▸ **Исходный текст**
>>

Старший следователь МГБ Иван Иванович Елисеев догадался провести эксперимент: с хранившегося в Лечсануправлении Кремля сердца Жданова, которое было им представлено как сердце неизвестного человека, пятеро опытных патологоанатомов сделали срезы. Все единогласно заключили, что обладатель данного сердца скончался от инфаркта. Это признал даже патологоанатом А. Н. Федоров, проводивший вскрытие тела сразу после смерти Жданова и тогда определивший, что никакого инфаркта не было.
На вопрос следователя Елисеева, почему Федоров, зная, что у Жданова был инфаркт, дал противоположное заключение, патологоанатом ответил, что к нему обратился начальник Лечсануправления Кремля Егоров: «Я бы хотел попросить вас при перечислении болезней, обнаруженных у пациента, инфаркт миокарда не упоминать. Иначе нам пришьют все ошибки в диагностике, лечении и так далее. А дело все равно не поправишь. Смерть — явление необратимое».

<<

[Данные локализации: по точке на каждый объект]
>>

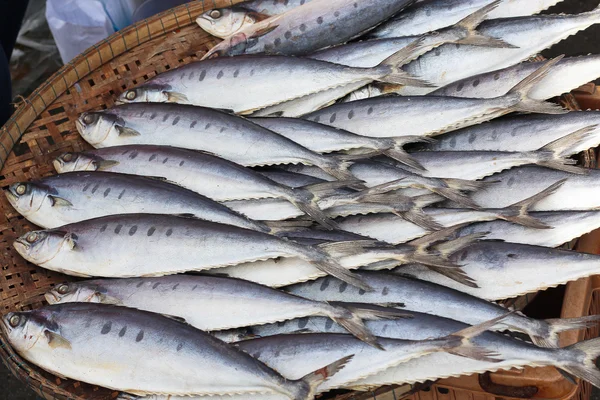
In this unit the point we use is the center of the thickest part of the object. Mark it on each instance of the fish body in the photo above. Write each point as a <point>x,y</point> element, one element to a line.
<point>116,347</point>
<point>76,196</point>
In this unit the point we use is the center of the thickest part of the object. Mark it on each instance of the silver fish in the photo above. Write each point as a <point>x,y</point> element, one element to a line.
<point>432,15</point>
<point>71,341</point>
<point>109,247</point>
<point>529,35</point>
<point>512,352</point>
<point>305,29</point>
<point>568,74</point>
<point>76,196</point>
<point>211,176</point>
<point>393,116</point>
<point>505,270</point>
<point>523,133</point>
<point>430,298</point>
<point>227,136</point>
<point>216,82</point>
<point>211,303</point>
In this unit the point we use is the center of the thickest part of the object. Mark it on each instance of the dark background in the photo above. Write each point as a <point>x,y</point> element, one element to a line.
<point>583,43</point>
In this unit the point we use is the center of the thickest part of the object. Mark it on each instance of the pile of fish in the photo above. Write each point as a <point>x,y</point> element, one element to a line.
<point>333,198</point>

<<

▸ **Условие задания**
Допишите текст о вскрытии Жданова дальше, начиная сразу после его последнего предложения.

▸ **Результат**
Припертые «выводами» комиссии Лукомского, они вынуждены были признаться, что не определили у Жданова инфаркт, лечили его неправильно, а заключение патологоанатома подделано, чтобы скрыть неправильность лечения. Но ведь даже сейчас никто не может гарантировать, что у Жданова не был особый инфаркт, который трудно диагностировать на ЭКГ и об этом очень четко сказала Карпай.
Комиссия Незлина изучала документы без объявления имени больного и нашла, что, будто бы ЭКГ расшифрованы неправильно. Ну и что? В то время метод ЭКГ был новым, да и не застрахован никто от ошибки. Самое интересное, что все не так однозначно. В Интернете я нашёл сообщение, что будто бы ретроспективный анализ кардиограмм, проведенный профессором В.Е. Незлиным в те же годы, подтвердил диагноз Тимашук.
В своем заявлении Тимашук тоже пишет, что В. Незлин, также как и она сама, нашел на электрокардиограммах Жданова свидетельства об инфаркте миокарда. С другой стороны, по словам же сына Этингера, В. Незлин, один из лучших специалистов по электрокардиографии и блестящий диагност, будто бы всегда утверждал, что на электрокардиограммах, сделанных незадолго до смерти Жданова, он не находил признаков свежего инфаркта. Таким же было и заключение Карпай.